(Records from a dataset)
★ ★ ★

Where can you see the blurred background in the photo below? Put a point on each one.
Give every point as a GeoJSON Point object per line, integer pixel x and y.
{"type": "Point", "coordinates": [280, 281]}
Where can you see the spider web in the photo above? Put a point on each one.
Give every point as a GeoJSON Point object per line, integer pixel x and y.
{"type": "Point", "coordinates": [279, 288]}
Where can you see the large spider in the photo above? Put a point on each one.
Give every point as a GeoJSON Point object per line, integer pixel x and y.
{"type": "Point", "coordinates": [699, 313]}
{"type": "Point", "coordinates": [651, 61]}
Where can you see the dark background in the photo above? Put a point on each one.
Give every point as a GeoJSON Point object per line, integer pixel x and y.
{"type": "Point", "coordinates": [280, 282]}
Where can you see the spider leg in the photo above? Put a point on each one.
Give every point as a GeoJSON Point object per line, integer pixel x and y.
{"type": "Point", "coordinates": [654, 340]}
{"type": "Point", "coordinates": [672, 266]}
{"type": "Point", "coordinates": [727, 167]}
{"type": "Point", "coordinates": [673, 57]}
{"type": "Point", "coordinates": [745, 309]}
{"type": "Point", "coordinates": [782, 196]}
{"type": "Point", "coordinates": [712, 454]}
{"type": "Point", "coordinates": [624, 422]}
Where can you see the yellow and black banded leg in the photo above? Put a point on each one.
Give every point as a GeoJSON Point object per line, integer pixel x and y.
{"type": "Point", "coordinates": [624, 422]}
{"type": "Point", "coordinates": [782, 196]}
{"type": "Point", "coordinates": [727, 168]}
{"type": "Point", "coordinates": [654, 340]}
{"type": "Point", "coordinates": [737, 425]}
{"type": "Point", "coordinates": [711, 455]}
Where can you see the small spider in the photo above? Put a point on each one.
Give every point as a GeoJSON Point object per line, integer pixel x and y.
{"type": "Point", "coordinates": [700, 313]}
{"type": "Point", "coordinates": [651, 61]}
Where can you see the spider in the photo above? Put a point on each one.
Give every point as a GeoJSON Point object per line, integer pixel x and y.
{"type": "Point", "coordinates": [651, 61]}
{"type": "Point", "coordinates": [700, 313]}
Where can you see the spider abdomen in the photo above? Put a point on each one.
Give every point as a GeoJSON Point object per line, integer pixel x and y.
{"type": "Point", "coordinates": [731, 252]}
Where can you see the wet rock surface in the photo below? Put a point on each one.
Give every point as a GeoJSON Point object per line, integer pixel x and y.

★ ★ ★

DESCRIPTION OF THE TASK
Please convert the stretch of material from the line containing "Where can you see the yellow" through the last line into a Markdown table with the columns Row and Line, one numbered row per line and no blank lines.

WORKED ANSWER
| Row | Line |
|---|---|
| 1 | Where can you see the yellow and black banded leg in the photo above? Put a point on each one. |
| 2 | Give every point as a GeoJSON Point object per line, integer pixel x and y. |
| 3 | {"type": "Point", "coordinates": [624, 422]} |
| 4 | {"type": "Point", "coordinates": [782, 196]} |
| 5 | {"type": "Point", "coordinates": [727, 168]} |
| 6 | {"type": "Point", "coordinates": [654, 340]} |
| 7 | {"type": "Point", "coordinates": [737, 425]} |
| 8 | {"type": "Point", "coordinates": [711, 455]} |
| 9 | Where can you see the small spider in the photo above? Put a point on each one. |
| 10 | Give every point as a GeoJSON Point object per line, integer pixel x and y. |
| 11 | {"type": "Point", "coordinates": [700, 313]} |
| 12 | {"type": "Point", "coordinates": [651, 61]} |
| 13 | Where can you see the spider in the photo above? Put a point on each one. |
| 14 | Give every point as a GeoJSON Point object per line, integer pixel x and y. |
| 15 | {"type": "Point", "coordinates": [651, 61]} |
| 16 | {"type": "Point", "coordinates": [700, 313]} |
| 17 | Where can you see the spider abdomen in the photo above? Put a point on each one. |
| 18 | Give every point as a GeoJSON Point object per line, integer pixel x and y. |
| 19 | {"type": "Point", "coordinates": [731, 252]} |
| 20 | Where can you see the wet rock surface in the photo below? Put a point on each one. |
| 21 | Give every point as a GeoJSON Point object per line, integer pixel x and y. |